> Working data

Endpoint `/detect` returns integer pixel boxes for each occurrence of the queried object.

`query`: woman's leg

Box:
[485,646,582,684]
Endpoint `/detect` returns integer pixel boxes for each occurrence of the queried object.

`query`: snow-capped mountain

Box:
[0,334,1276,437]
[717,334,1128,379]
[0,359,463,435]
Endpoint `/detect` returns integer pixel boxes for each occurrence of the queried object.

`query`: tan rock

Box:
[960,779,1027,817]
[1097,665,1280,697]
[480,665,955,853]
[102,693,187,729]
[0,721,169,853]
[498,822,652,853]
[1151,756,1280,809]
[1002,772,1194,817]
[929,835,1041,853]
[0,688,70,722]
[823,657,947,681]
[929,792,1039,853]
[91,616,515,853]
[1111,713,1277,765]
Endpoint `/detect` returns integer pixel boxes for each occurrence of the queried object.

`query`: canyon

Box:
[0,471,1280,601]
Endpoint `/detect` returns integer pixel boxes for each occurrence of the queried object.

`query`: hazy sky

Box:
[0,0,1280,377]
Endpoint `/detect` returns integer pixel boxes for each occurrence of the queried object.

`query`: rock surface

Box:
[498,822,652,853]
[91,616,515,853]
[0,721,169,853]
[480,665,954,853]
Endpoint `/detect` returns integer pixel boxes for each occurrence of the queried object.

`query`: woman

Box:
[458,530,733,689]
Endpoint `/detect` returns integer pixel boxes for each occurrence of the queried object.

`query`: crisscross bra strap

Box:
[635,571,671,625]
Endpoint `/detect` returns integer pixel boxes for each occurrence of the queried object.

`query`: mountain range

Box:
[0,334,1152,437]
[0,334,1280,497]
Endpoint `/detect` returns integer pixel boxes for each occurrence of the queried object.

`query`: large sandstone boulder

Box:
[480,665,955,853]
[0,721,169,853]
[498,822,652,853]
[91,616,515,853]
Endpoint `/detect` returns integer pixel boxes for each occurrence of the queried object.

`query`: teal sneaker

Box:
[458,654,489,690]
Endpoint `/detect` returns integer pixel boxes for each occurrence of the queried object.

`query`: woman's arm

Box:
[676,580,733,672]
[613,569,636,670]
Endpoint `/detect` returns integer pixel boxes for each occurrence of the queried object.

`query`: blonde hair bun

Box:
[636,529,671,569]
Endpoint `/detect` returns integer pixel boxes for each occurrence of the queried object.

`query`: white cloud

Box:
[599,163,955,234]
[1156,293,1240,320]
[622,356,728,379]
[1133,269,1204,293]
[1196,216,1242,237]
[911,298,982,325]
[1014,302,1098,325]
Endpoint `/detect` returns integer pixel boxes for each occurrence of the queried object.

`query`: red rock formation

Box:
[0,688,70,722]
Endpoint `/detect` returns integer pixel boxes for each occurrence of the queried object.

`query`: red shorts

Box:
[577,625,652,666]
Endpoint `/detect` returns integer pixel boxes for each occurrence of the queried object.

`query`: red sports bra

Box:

> Directive
Update the material from its start through the line containing "[485,646,582,684]", replacing "woman's leg" with "woman's knee" and keeping everything else the same.

> Solution to this task
Endpoint `/detect` returns integer pixel boxes for each occurrence of the queried object.

`query`: woman's knee

Box:
[485,646,582,684]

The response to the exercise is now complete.